_Excerpted records_:
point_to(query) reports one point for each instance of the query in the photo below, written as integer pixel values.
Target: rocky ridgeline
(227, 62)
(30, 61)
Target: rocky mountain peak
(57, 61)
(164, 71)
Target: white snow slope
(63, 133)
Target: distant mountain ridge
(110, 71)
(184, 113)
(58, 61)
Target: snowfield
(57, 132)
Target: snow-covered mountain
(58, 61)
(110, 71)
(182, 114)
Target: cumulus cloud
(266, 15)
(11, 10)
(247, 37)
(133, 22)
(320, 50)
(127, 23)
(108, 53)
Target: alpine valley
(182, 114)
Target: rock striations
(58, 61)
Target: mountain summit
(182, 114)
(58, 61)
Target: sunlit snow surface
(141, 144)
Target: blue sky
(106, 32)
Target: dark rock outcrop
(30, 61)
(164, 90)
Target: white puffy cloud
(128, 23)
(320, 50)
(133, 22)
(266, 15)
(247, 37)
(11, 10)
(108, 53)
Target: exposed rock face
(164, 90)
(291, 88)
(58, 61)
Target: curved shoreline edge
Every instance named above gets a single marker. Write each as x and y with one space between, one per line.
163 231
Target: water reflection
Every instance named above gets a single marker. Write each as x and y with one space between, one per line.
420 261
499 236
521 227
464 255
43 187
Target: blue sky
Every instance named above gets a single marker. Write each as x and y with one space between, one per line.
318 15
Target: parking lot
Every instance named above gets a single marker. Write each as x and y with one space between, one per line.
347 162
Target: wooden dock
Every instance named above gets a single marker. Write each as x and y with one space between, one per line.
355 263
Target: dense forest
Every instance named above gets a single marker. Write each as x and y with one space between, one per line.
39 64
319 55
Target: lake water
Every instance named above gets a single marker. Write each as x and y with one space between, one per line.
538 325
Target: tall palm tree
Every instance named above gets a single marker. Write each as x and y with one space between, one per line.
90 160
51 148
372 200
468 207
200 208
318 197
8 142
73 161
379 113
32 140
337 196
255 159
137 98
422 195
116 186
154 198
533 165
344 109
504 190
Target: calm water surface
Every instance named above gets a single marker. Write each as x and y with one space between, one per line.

_Problem to solve_: Rewrite the lines of the material from the one containing "Target: cumulus cloud" through the end, both ends included, keeping every request line unchanged and shifting each coordinate in the answers up by 110.

_Result_:
Target: cumulus cloud
(376, 125)
(121, 120)
(357, 147)
(243, 132)
(430, 160)
(237, 133)
(218, 163)
Target: alpine valley
(292, 224)
Target: rock striations
(168, 171)
Target: mountain summit
(292, 224)
(168, 171)
Target: sunlit snow surface
(251, 254)
Target: blue sky
(216, 142)
Target: dark rock outcrop
(140, 171)
(274, 200)
Target: white puffy cloud
(238, 133)
(430, 160)
(243, 132)
(376, 125)
(357, 147)
(121, 120)
(218, 163)
Target: exposed rock face
(274, 200)
(401, 198)
(168, 171)
Target: curved shoreline edge
Every instance named above gets a single marker. Write each as x and y with one space between, one per line.
273 341
Target: water reflection
Every instance named above gets a single marker. Write each as x and y with one space between, one per line.
530 371
609 346
631 337
574 365
153 297
Target: blue sky
Every instance named above gets a single marker. Write each as x and y with one space between, one per line.
428 125
Target: parking lot
Every instance named above gets a single marker. Write each as x and y with one space between, one per line.
457 272
Target: wooden dock
Every instance named above gets a single marker. Write each as x and y with one space between, one per line.
465 373
Target: dense forest
Every instance named above gets a single marker. Write each as x and y with one space between, one per line.
149 174
429 165
Target: lake water
Every instance named above gets a single marker. Write each as x and y with one space between, one per line.
648 435
Target: tall palm tree
Every instance named above gets a single marker. Write each as x and y with one space between, one per line.
200 270
161 258
482 310
578 317
310 318
428 307
118 252
183 271
489 223
142 250
447 306
365 269
247 208
532 305
226 296
264 308
643 275
454 219
614 300
Target: calm water surface
Every instance named above gets a single marker. Write each as x and y with one space between, one per line.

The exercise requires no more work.